Lecture 4 - Time Domain Flashcards
What are the three broad categories of speech sounds?
- voiced
- unvoiced
- silence
Give the different intervals for short, medium and long in milliseconds and their applications.
- Short intervals; 5-20 msec
- uncertainty due to small amount of data, varying pitch, varying amplitude. - Medium intervals; 20-100 msec
- uncertainty due to changes in sound quality, transitions between sounds, rapid transients in speech - Long intervals; 100-500 msec
- Uncertainty due to large amount of sound changes. Used in cases like finding the audio quality in a google hangout.
What’s the typical window overlap in speech.
50%; when we have a hamming window, we want 50% overlap as it gets the rest of the values.
Give the difference between a rectangular and hamming window for speech signals.
- Rectangular is simple to implement but in frequency domain -> narrow wideband and large sidebands.
- Hamming window; BW of hamming twice rectangular and attenuation greater outside passband.
What is the downside to zero-crossing?
When there is DC-offset, the signal is shifted up. This can decrease the amount of ZC in a system.
What value is the most dominant energy for voiced and unvoiced speech?

----------------------------------------

## Given exercise 1
Reproduce the part of the speech-processing flashcards from "Lecture 4 - Time" up to and including "and their applications.".
## Given exercise 2
Write what follows the last line of the speech-processing flashcards.

## Extracted records
----------------------------------------

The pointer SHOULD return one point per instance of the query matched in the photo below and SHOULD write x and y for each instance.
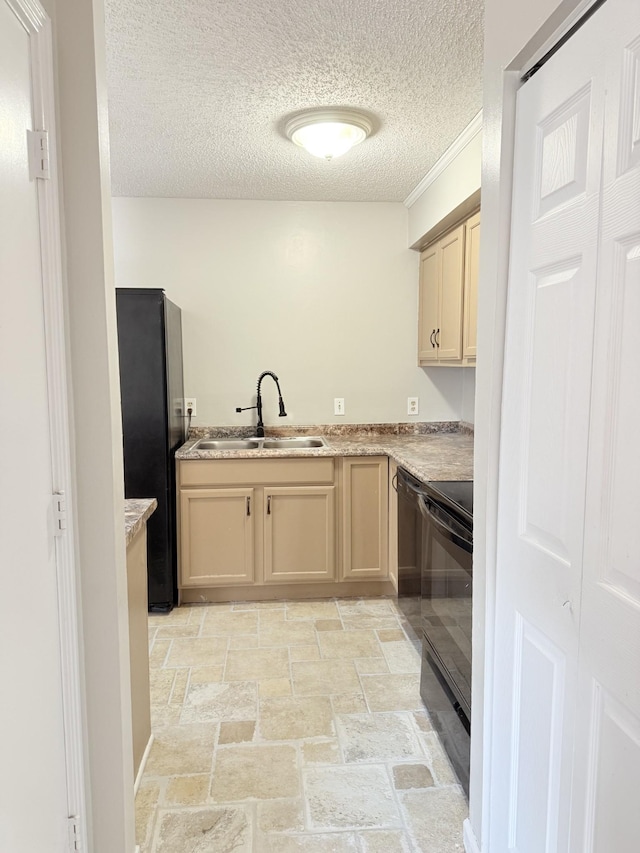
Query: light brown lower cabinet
(299, 534)
(278, 524)
(217, 536)
(365, 517)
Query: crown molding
(459, 144)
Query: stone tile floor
(292, 726)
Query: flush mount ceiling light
(328, 133)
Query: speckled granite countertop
(441, 454)
(136, 513)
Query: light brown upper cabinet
(471, 268)
(448, 297)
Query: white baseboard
(141, 768)
(470, 843)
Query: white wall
(468, 395)
(323, 294)
(451, 188)
(515, 32)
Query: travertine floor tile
(392, 692)
(377, 737)
(440, 764)
(328, 625)
(179, 687)
(200, 651)
(406, 776)
(321, 752)
(206, 674)
(259, 663)
(215, 702)
(435, 819)
(287, 634)
(401, 657)
(312, 610)
(255, 772)
(371, 666)
(368, 613)
(223, 830)
(168, 632)
(269, 687)
(229, 622)
(349, 644)
(337, 842)
(241, 732)
(422, 720)
(281, 816)
(158, 653)
(245, 708)
(304, 652)
(179, 750)
(244, 641)
(290, 718)
(392, 635)
(349, 797)
(187, 790)
(146, 804)
(385, 841)
(164, 715)
(161, 685)
(349, 703)
(323, 677)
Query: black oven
(435, 544)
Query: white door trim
(38, 26)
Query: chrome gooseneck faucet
(282, 413)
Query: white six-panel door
(566, 696)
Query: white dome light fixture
(328, 133)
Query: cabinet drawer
(255, 472)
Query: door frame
(494, 273)
(38, 26)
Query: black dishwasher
(435, 546)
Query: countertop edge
(136, 513)
(444, 456)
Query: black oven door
(446, 580)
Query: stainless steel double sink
(301, 442)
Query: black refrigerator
(153, 425)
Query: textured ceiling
(199, 90)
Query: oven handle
(443, 528)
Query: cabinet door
(299, 534)
(216, 537)
(471, 264)
(365, 517)
(451, 262)
(428, 306)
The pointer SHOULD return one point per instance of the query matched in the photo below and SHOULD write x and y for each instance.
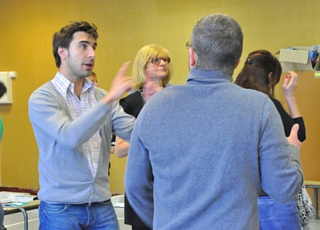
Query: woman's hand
(290, 84)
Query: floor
(16, 221)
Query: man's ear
(192, 58)
(63, 53)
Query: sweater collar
(198, 76)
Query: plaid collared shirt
(77, 107)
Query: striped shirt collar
(63, 85)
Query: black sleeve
(288, 122)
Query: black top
(132, 104)
(288, 122)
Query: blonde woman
(151, 73)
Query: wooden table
(8, 209)
(315, 185)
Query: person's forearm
(293, 107)
(121, 148)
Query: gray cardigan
(64, 172)
(210, 145)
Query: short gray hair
(217, 40)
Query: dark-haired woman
(262, 72)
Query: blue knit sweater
(64, 172)
(210, 146)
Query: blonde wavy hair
(144, 54)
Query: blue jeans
(97, 216)
(278, 216)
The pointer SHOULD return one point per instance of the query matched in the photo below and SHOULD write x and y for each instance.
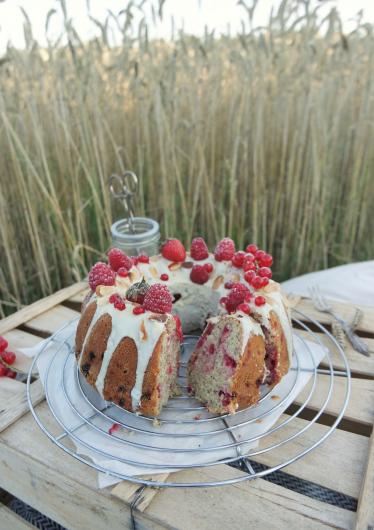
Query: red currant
(143, 258)
(252, 248)
(257, 282)
(265, 272)
(238, 258)
(244, 308)
(138, 310)
(259, 255)
(266, 260)
(3, 344)
(260, 300)
(249, 276)
(8, 357)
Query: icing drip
(126, 324)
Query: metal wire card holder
(186, 436)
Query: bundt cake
(128, 337)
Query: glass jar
(145, 238)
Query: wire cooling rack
(185, 435)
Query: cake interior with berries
(128, 338)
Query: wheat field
(266, 136)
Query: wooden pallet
(43, 476)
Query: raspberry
(238, 258)
(244, 308)
(259, 255)
(198, 249)
(249, 276)
(199, 274)
(8, 357)
(238, 294)
(158, 299)
(173, 250)
(123, 272)
(137, 292)
(252, 248)
(260, 300)
(100, 274)
(138, 310)
(3, 344)
(225, 249)
(118, 259)
(178, 325)
(264, 272)
(257, 282)
(266, 260)
(143, 258)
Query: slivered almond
(105, 290)
(143, 331)
(174, 266)
(217, 282)
(153, 272)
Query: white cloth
(348, 283)
(61, 383)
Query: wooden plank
(346, 311)
(31, 311)
(79, 297)
(18, 406)
(52, 320)
(9, 389)
(60, 496)
(361, 403)
(365, 511)
(62, 487)
(358, 363)
(323, 465)
(127, 490)
(9, 519)
(256, 504)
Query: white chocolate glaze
(126, 324)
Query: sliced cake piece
(226, 368)
(127, 352)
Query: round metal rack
(186, 436)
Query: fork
(321, 304)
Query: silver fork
(321, 304)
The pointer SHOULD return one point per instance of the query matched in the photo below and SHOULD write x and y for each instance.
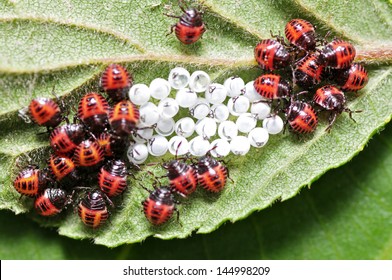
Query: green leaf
(345, 215)
(68, 44)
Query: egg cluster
(186, 114)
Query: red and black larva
(271, 55)
(92, 209)
(51, 202)
(182, 177)
(212, 174)
(116, 82)
(45, 112)
(93, 111)
(90, 153)
(190, 26)
(31, 181)
(272, 86)
(301, 33)
(332, 99)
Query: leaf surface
(67, 45)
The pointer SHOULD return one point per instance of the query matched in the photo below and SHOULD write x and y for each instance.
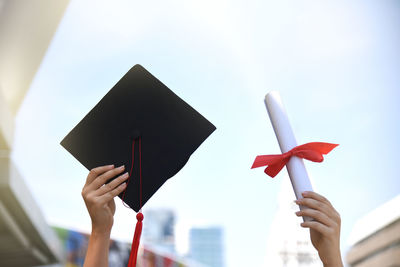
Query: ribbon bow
(312, 151)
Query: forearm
(337, 262)
(97, 253)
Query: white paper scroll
(284, 133)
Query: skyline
(335, 65)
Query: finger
(316, 196)
(317, 215)
(95, 172)
(318, 205)
(113, 193)
(102, 179)
(317, 226)
(112, 185)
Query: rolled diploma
(284, 133)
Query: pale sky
(336, 65)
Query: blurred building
(75, 243)
(288, 244)
(158, 231)
(375, 238)
(206, 246)
(26, 30)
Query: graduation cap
(141, 110)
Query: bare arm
(99, 200)
(324, 229)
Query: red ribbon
(136, 241)
(313, 151)
(139, 216)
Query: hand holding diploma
(292, 155)
(324, 228)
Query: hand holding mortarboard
(141, 124)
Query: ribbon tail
(136, 241)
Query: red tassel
(136, 241)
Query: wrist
(101, 232)
(334, 263)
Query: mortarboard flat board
(139, 105)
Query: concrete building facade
(375, 238)
(26, 30)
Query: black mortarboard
(139, 106)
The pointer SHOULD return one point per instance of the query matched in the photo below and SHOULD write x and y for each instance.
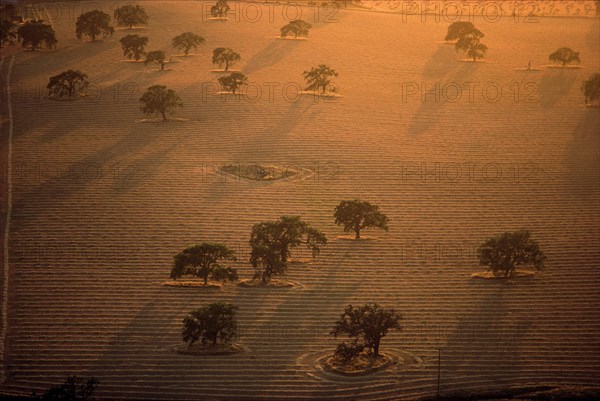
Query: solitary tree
(67, 83)
(233, 82)
(459, 29)
(156, 56)
(131, 14)
(204, 261)
(471, 44)
(220, 9)
(296, 28)
(35, 34)
(7, 32)
(187, 41)
(591, 88)
(211, 324)
(159, 99)
(505, 252)
(73, 389)
(565, 56)
(356, 215)
(319, 78)
(366, 326)
(133, 46)
(225, 57)
(92, 24)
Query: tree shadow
(583, 157)
(554, 85)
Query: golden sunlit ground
(454, 152)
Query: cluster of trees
(365, 326)
(272, 243)
(468, 39)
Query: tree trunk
(376, 349)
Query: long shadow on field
(583, 158)
(556, 84)
(444, 71)
(485, 347)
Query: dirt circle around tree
(361, 366)
(199, 349)
(321, 364)
(273, 283)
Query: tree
(92, 24)
(287, 233)
(470, 43)
(273, 241)
(156, 56)
(591, 88)
(505, 252)
(225, 56)
(220, 9)
(204, 261)
(233, 82)
(297, 28)
(187, 41)
(35, 33)
(159, 99)
(565, 56)
(7, 32)
(133, 46)
(459, 29)
(73, 389)
(131, 14)
(67, 83)
(319, 77)
(356, 215)
(366, 326)
(210, 324)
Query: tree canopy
(211, 324)
(131, 14)
(67, 83)
(187, 41)
(366, 326)
(220, 9)
(93, 23)
(204, 261)
(319, 78)
(356, 215)
(591, 88)
(296, 28)
(503, 253)
(273, 241)
(233, 81)
(470, 43)
(223, 56)
(159, 99)
(565, 56)
(36, 33)
(133, 46)
(458, 29)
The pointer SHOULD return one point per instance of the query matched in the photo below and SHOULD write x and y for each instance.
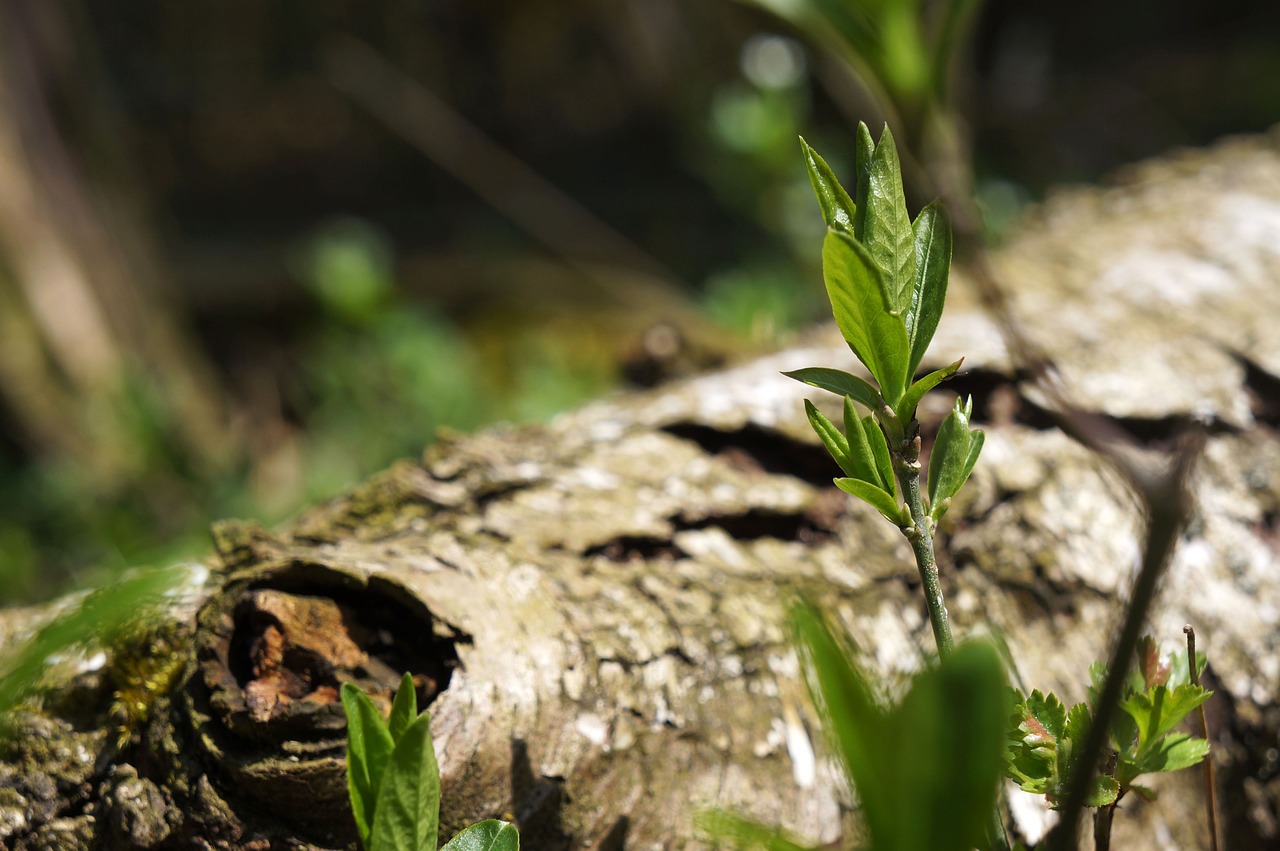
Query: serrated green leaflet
(837, 207)
(876, 497)
(403, 708)
(408, 796)
(1159, 710)
(932, 252)
(860, 302)
(369, 750)
(485, 836)
(1175, 753)
(839, 383)
(912, 399)
(831, 438)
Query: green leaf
(408, 796)
(837, 207)
(906, 407)
(946, 740)
(1159, 710)
(876, 497)
(977, 439)
(839, 383)
(880, 451)
(101, 616)
(862, 306)
(932, 246)
(1144, 792)
(864, 151)
(403, 708)
(1175, 753)
(860, 453)
(886, 227)
(950, 457)
(831, 438)
(854, 723)
(490, 835)
(369, 750)
(741, 832)
(1036, 727)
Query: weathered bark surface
(597, 604)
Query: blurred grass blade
(94, 623)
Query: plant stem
(1210, 796)
(906, 462)
(1168, 508)
(1102, 827)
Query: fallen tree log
(594, 607)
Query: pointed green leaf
(839, 383)
(860, 303)
(876, 498)
(946, 740)
(741, 832)
(880, 451)
(977, 438)
(864, 151)
(369, 749)
(855, 726)
(860, 457)
(408, 796)
(490, 835)
(886, 225)
(831, 438)
(950, 456)
(906, 407)
(932, 247)
(403, 708)
(837, 207)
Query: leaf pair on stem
(394, 781)
(887, 280)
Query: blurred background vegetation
(250, 252)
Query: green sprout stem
(906, 462)
(920, 536)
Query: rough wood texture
(595, 604)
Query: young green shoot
(887, 277)
(394, 782)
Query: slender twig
(906, 462)
(1168, 506)
(1210, 795)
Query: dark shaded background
(250, 251)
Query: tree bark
(594, 607)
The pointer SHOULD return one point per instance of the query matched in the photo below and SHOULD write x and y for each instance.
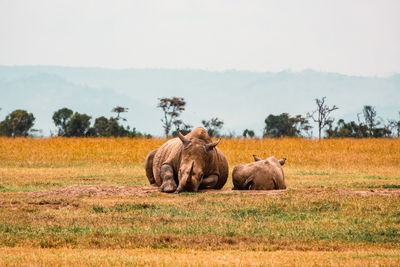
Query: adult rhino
(187, 163)
(259, 175)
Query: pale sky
(349, 37)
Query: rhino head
(194, 160)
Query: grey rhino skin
(259, 175)
(187, 163)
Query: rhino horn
(184, 140)
(256, 158)
(209, 147)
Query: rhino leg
(149, 167)
(209, 182)
(167, 177)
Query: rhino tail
(276, 187)
(248, 183)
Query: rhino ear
(184, 140)
(211, 146)
(256, 158)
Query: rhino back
(169, 153)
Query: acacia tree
(172, 108)
(213, 126)
(321, 114)
(60, 118)
(285, 125)
(17, 123)
(119, 110)
(248, 133)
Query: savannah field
(86, 201)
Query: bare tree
(394, 127)
(119, 110)
(321, 114)
(172, 108)
(213, 126)
(370, 119)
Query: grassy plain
(341, 206)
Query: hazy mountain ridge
(242, 99)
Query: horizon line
(287, 70)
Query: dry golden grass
(168, 257)
(343, 196)
(338, 154)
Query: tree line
(75, 124)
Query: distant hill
(242, 99)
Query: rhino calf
(259, 175)
(187, 163)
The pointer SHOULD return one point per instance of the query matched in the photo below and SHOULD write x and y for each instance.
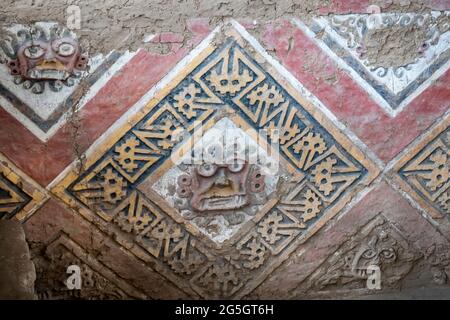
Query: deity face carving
(218, 187)
(48, 60)
(43, 53)
(374, 253)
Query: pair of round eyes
(385, 253)
(35, 52)
(209, 169)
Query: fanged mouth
(48, 74)
(223, 203)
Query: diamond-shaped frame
(165, 238)
(421, 175)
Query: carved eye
(388, 253)
(236, 166)
(33, 52)
(66, 49)
(207, 169)
(369, 254)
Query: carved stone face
(217, 187)
(43, 52)
(375, 252)
(48, 60)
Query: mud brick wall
(345, 102)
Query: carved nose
(222, 180)
(49, 55)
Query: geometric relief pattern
(19, 195)
(323, 167)
(355, 40)
(97, 281)
(425, 171)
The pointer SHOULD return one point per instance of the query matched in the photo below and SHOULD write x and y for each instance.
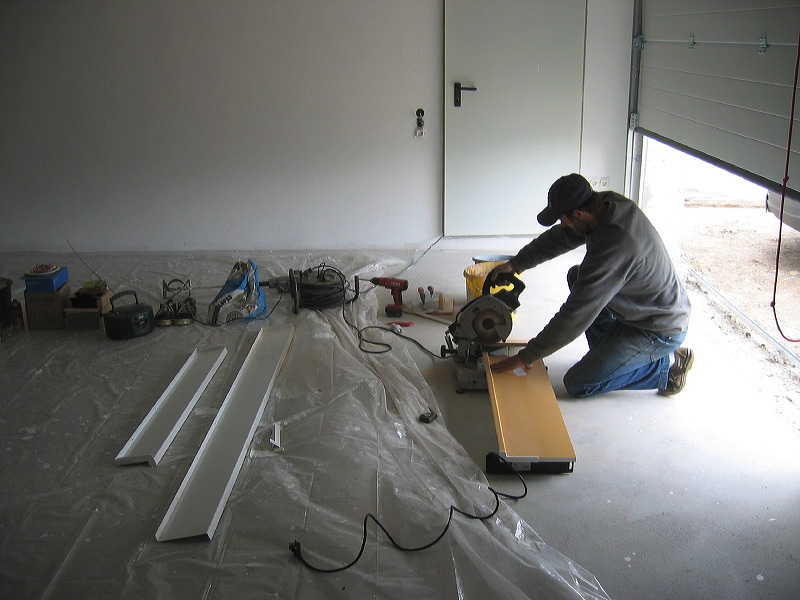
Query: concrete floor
(694, 496)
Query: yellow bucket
(476, 275)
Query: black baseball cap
(568, 192)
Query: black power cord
(297, 550)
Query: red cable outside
(783, 199)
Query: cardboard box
(46, 283)
(83, 318)
(45, 310)
(101, 303)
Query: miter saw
(483, 322)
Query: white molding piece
(199, 502)
(156, 432)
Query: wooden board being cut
(531, 433)
(199, 502)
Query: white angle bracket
(154, 435)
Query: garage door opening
(719, 230)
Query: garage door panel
(743, 25)
(762, 127)
(722, 99)
(750, 95)
(768, 161)
(727, 61)
(656, 8)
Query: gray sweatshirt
(626, 268)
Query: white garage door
(716, 80)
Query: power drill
(396, 286)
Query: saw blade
(486, 326)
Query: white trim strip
(199, 502)
(156, 432)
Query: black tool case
(130, 320)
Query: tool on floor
(317, 288)
(127, 321)
(396, 287)
(483, 321)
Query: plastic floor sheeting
(75, 525)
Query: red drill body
(396, 287)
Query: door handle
(457, 89)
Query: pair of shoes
(676, 378)
(176, 309)
(185, 311)
(166, 314)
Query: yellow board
(528, 421)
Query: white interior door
(520, 128)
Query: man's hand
(510, 363)
(506, 267)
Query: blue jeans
(620, 357)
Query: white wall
(606, 80)
(249, 124)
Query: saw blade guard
(509, 297)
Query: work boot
(676, 378)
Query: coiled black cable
(297, 550)
(321, 287)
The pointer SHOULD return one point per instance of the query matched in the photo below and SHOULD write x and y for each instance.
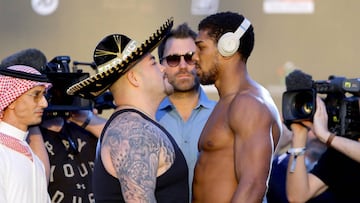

----------------------------------------

## Task response 1
Lecture 4 - Time Domain Flashcards
What are the three broad categories of speech sounds?
- voiced
- unvoiced
- silence
Give the different intervals for short, medium and long in milliseconds and their applications.

## Task response 2
Voiced speech; 700 Hz
Unvoiced speech; 2.5 kHz
What is the range threshold between voiced and unvoiced.
voiced < 1.5 kHz
unvoiced > 1.5 kHz
What is autocorrelation?
Autocorrelation measures the relationship between a time series and a lagged version of itself over successive time intervals.
e.g. Tracking the temperature of a city every day. If today’s temperature is similar to yesterday’s, and yesterday’s temperature is similar to the day before, we say that the temperature data is autocorrelated.
Why is pitch tracking useful
- Pitch helps distinguish speakers or emotions.
- Can be used in tone analysis; in languages like mandarin.
What are the challenges in pitch tracking?
- Noise
- Multiple fundamental frequencies
- Is there a speaker?
Give reliable algorithms for pitch tracking?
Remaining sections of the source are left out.